Report each line of the records below that contains the string "building".

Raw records
━━━━━━━━━━━━━━━━━━━━
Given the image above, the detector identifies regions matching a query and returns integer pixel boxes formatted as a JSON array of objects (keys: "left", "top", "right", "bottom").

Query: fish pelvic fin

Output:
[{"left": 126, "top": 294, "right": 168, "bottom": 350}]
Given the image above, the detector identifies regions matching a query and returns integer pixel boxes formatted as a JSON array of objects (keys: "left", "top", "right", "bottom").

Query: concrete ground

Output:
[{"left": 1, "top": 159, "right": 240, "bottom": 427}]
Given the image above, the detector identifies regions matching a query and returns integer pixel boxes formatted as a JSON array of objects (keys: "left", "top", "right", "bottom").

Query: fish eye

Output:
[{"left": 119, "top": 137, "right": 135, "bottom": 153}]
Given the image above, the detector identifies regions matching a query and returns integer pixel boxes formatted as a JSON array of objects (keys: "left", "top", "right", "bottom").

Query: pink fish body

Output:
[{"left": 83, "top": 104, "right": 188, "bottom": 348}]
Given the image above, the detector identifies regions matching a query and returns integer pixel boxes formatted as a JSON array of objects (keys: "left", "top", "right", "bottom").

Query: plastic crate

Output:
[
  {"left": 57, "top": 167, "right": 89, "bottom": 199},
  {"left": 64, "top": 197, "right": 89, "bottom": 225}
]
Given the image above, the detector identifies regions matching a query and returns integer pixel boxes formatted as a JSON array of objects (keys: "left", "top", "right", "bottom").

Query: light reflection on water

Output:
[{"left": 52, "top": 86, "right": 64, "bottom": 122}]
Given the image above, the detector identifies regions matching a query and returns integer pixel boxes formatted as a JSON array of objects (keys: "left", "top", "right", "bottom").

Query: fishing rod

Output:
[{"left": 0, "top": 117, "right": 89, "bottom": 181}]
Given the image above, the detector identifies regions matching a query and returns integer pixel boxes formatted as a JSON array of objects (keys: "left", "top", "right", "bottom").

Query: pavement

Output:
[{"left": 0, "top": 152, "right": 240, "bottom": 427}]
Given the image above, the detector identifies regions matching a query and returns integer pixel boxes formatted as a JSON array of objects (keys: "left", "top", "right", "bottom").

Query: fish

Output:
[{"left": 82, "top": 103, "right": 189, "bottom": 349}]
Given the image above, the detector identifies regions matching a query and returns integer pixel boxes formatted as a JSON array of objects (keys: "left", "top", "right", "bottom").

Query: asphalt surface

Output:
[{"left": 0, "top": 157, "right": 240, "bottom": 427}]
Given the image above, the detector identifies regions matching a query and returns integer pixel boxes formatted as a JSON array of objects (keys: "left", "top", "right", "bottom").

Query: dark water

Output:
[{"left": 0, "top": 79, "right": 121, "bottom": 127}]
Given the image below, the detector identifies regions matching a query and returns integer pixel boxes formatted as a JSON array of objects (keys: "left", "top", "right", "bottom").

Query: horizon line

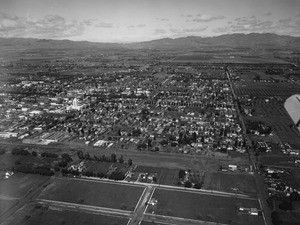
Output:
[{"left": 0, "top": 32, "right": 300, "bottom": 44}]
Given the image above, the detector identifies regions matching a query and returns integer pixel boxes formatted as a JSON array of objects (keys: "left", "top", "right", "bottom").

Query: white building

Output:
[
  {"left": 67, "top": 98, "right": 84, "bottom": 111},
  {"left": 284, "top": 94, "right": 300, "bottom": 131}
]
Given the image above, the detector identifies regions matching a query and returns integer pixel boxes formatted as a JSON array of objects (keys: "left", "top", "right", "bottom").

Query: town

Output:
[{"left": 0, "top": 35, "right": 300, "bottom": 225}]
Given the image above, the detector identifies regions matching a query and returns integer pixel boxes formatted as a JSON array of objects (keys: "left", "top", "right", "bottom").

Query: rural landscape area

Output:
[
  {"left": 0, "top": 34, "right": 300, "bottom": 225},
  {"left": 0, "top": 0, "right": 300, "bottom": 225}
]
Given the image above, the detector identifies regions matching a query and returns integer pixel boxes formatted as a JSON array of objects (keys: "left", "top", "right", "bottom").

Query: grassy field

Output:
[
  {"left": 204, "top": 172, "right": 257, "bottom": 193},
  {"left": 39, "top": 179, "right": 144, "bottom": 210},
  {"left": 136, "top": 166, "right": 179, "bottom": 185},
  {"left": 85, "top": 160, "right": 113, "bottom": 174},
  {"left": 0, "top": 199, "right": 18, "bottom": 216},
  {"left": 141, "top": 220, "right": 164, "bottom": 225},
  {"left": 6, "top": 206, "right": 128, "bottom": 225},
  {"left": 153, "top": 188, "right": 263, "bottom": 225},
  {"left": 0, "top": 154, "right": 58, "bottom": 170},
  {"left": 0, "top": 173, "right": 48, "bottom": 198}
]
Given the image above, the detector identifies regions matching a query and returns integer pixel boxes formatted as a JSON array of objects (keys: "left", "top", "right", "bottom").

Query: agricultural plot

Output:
━━━━━━━━━━━━━━━━━━━━
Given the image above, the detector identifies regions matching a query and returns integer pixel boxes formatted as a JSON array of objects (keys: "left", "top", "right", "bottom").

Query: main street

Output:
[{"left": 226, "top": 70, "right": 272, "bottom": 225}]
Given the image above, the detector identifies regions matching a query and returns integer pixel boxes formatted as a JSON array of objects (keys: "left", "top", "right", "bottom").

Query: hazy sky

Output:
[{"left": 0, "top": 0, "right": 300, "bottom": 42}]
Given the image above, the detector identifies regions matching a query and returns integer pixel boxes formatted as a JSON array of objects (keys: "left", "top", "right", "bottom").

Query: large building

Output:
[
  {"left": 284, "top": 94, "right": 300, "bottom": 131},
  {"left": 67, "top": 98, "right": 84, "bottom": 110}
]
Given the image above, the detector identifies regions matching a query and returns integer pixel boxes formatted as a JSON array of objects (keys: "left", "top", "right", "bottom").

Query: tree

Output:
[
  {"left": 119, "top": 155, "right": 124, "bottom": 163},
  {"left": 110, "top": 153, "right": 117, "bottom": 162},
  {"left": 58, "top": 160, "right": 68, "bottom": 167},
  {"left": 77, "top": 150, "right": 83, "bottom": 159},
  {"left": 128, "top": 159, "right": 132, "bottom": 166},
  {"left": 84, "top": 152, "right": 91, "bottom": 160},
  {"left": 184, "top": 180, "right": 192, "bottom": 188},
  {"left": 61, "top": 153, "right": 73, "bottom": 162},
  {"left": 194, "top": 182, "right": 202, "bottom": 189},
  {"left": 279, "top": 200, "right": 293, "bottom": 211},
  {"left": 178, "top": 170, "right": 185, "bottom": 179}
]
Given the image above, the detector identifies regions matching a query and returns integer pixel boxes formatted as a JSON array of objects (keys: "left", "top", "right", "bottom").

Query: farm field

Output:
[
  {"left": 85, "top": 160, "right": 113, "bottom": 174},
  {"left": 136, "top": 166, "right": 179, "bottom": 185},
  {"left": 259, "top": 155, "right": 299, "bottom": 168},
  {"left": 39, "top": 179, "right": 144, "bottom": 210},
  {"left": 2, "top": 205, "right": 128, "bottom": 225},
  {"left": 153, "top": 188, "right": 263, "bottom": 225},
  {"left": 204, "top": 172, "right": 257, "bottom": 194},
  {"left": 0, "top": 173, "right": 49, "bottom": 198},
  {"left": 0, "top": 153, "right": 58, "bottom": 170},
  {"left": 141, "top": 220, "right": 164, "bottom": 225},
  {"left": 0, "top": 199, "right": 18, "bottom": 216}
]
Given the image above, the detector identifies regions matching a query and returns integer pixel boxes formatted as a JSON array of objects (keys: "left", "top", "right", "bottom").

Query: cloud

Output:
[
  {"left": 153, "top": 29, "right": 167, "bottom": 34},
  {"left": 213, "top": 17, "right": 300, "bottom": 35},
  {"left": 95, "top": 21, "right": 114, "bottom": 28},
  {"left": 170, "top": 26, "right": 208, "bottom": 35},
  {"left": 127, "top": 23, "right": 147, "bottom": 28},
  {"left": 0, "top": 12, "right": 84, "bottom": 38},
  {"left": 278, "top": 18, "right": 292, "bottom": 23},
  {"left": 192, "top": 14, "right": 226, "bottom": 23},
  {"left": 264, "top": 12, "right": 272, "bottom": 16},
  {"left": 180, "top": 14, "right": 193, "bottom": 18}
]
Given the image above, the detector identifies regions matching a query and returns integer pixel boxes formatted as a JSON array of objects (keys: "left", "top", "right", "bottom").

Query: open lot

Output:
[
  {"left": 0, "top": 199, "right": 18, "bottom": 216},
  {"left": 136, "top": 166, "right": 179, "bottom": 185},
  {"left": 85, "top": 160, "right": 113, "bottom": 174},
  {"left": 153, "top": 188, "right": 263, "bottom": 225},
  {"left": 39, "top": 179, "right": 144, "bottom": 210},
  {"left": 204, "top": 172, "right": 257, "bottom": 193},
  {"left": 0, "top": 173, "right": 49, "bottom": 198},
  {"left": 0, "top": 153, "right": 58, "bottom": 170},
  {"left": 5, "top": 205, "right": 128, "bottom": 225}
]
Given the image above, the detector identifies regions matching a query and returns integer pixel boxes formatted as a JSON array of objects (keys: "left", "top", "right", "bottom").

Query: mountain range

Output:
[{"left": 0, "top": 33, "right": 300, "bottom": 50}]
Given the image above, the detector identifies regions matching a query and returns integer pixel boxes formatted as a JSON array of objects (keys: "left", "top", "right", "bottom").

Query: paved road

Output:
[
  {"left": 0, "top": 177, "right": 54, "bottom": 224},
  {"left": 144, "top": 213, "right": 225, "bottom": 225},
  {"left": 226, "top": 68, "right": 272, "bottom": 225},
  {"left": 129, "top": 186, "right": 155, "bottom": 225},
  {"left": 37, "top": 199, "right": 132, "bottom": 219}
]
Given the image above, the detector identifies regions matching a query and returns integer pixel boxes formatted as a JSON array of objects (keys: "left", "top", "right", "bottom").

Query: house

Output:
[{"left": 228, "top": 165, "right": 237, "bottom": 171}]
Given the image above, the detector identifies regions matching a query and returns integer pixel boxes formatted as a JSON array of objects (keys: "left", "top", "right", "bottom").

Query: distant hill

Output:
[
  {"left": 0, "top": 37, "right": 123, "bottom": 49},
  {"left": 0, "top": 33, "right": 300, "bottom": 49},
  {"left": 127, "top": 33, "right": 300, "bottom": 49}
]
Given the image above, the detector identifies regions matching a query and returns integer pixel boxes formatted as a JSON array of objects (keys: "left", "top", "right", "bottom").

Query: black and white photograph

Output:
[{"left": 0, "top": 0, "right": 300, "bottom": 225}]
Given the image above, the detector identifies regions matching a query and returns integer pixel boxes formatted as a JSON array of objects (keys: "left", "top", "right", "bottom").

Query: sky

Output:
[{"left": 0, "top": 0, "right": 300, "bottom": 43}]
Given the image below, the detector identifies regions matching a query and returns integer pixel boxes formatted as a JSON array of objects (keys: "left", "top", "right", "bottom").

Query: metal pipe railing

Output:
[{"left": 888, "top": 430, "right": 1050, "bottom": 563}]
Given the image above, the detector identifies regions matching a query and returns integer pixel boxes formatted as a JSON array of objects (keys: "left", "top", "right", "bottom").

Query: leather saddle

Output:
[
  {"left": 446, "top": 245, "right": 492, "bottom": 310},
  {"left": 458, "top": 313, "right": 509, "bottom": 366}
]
━━━━━━━━━━━━━━━━━━━━
Result below
Query: white building
Query: large building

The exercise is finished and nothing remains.